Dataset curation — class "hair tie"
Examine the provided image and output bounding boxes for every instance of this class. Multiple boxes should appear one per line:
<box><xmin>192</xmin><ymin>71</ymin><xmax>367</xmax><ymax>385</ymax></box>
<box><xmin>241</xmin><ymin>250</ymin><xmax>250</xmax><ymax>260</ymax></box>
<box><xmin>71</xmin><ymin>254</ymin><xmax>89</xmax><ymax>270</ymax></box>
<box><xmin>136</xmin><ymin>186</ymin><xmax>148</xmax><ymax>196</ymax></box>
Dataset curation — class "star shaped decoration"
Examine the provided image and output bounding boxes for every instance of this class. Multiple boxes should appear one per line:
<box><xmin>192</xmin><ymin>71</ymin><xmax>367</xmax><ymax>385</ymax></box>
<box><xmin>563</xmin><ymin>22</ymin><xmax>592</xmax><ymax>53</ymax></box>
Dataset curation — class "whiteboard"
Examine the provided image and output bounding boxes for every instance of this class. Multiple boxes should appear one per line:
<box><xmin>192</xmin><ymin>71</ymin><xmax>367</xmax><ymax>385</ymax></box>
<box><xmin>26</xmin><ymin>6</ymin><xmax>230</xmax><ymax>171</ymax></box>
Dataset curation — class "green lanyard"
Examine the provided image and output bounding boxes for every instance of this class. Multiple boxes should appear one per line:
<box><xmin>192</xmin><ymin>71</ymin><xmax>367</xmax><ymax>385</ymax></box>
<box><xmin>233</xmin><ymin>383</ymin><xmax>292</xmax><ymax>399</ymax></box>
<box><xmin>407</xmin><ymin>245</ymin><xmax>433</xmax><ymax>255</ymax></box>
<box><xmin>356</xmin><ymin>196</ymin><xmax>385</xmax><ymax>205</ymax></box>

...

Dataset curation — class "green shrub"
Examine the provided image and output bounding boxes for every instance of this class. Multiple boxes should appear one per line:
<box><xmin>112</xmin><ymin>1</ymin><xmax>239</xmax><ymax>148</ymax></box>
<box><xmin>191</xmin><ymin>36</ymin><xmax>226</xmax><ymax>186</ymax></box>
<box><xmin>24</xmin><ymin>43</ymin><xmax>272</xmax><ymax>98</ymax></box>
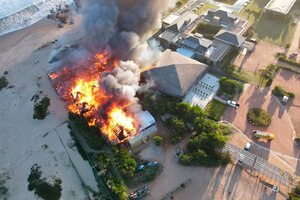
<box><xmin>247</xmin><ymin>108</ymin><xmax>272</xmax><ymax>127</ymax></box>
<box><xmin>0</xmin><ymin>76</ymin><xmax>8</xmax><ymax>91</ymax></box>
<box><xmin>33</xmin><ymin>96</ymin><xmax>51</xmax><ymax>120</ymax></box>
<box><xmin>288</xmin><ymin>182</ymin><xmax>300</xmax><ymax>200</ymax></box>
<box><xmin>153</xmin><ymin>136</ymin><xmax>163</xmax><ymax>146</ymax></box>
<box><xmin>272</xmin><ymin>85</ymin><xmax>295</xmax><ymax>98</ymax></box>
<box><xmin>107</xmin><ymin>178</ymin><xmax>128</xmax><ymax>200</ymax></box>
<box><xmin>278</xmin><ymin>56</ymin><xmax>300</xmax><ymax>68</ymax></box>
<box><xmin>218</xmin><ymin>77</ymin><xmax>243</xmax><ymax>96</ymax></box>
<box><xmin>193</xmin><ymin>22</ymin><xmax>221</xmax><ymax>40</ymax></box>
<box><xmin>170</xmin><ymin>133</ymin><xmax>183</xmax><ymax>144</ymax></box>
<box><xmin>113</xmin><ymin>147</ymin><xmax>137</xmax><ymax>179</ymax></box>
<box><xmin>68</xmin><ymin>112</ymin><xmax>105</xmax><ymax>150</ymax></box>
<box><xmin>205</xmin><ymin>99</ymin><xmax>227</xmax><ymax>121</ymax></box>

ASSIGNMENT
Read the data above and pull out each line that holds the string "Dataset".

SOLUTION BELOW
Dataset curation — class "hair tie"
Dataset curation — class "star shaped decoration"
Dataset curation — class "whiteboard"
Dataset curation — class "green lanyard"
Dataset curation — class "green shrub"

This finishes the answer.